Given information section start

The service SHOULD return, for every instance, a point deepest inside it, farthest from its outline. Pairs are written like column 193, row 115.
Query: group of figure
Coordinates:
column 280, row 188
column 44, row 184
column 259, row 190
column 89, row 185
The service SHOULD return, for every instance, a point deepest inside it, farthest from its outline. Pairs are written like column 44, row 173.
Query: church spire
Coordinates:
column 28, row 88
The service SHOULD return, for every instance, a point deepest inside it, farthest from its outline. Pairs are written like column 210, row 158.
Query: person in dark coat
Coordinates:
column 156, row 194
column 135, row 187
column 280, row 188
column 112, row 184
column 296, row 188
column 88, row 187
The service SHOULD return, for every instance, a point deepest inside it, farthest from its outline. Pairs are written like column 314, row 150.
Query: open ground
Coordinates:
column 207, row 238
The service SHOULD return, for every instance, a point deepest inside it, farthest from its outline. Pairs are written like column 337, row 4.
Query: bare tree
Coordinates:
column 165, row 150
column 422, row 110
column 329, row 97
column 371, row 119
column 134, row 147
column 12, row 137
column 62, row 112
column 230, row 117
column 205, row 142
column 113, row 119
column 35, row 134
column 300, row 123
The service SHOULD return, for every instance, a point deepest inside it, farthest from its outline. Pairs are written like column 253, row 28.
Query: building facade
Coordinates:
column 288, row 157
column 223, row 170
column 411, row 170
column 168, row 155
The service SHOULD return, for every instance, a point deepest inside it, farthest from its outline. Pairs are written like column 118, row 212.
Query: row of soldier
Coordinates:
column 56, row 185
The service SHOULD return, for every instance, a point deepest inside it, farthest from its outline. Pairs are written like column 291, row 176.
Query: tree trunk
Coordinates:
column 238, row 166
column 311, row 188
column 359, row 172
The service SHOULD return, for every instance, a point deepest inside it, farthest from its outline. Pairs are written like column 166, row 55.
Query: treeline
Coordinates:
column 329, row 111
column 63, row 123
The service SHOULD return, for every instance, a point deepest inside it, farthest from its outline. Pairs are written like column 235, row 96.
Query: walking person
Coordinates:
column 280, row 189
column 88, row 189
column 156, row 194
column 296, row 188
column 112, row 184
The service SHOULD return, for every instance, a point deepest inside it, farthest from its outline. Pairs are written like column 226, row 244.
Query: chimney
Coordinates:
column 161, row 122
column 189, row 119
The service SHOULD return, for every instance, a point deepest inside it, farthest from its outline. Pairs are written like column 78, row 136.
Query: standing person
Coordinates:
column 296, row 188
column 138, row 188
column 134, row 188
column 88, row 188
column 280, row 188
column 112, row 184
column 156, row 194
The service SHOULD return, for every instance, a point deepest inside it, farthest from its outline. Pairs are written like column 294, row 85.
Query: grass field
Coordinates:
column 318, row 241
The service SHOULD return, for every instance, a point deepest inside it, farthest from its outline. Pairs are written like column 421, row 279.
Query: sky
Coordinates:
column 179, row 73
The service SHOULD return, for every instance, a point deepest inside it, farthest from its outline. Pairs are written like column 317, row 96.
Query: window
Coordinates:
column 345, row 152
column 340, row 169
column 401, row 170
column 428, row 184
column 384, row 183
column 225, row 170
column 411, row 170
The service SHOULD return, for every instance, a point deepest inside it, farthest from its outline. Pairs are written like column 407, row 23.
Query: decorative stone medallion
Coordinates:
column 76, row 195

Given information section end
Given information section start

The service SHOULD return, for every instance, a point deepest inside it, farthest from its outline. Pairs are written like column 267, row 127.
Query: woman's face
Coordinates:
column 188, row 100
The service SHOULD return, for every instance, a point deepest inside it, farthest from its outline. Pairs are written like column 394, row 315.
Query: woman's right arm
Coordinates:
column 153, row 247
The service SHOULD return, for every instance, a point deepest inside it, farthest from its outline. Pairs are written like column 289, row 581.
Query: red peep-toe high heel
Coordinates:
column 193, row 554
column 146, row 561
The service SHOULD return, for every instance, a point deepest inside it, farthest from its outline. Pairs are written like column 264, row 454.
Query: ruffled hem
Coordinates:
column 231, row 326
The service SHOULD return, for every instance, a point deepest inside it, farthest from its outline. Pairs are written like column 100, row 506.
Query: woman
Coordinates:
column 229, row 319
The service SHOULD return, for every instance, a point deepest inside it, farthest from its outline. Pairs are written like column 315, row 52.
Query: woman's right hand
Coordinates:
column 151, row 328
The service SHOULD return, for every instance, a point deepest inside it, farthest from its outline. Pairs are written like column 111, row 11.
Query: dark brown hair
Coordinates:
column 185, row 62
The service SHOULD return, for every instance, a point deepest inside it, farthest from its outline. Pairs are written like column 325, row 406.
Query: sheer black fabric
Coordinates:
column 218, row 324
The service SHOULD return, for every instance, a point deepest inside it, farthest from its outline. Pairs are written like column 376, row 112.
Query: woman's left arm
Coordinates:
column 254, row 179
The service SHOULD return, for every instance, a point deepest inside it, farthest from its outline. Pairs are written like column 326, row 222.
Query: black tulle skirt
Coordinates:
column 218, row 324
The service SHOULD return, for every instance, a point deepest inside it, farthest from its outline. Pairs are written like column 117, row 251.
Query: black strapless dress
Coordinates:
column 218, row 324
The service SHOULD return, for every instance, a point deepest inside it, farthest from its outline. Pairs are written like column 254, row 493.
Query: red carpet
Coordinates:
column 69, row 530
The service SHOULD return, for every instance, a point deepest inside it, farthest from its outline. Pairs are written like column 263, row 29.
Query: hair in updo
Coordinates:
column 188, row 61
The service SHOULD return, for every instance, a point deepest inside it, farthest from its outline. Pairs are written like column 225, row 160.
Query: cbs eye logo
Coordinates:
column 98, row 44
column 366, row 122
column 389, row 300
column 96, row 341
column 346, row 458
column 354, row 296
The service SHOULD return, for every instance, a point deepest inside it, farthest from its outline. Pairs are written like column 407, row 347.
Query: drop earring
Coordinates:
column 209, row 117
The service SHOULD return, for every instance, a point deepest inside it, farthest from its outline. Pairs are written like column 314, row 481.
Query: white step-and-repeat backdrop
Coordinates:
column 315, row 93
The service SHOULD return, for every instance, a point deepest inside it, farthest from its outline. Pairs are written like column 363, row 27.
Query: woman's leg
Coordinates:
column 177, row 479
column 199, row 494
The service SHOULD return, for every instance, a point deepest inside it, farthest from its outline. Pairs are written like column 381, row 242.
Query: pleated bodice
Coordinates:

Given information section end
Given information section start

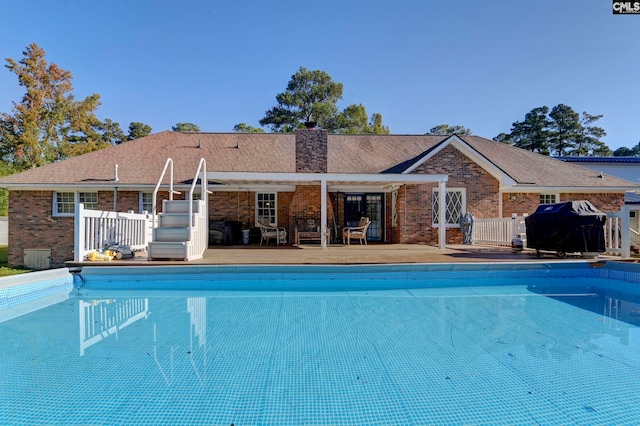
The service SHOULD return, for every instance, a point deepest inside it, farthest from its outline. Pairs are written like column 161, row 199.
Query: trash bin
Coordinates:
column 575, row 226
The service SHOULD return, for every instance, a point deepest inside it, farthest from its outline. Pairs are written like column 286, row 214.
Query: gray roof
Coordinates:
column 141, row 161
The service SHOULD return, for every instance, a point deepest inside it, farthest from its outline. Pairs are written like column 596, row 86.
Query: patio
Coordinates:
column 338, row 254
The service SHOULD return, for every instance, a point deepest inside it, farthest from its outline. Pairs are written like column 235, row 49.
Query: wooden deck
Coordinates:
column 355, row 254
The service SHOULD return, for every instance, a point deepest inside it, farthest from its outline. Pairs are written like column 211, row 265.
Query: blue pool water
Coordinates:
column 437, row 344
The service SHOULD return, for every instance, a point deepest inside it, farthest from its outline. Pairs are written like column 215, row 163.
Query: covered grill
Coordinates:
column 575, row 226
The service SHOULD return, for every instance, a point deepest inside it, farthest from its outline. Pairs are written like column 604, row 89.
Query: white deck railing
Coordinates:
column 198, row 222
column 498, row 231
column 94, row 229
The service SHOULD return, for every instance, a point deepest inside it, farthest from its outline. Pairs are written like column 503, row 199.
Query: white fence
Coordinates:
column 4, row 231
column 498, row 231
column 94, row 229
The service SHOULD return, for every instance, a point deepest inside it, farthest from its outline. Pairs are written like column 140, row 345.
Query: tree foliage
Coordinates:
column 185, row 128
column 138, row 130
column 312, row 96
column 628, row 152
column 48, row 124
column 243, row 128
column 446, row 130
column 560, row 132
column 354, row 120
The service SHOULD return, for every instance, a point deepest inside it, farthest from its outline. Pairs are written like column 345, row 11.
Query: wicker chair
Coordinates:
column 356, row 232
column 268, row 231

Given information section end

**Your task**
Your task is to copy each line of the entries that includes the word "white".

**Output below**
Query: white step-and-repeat backdrop
Query: white deck railing
Query: white fence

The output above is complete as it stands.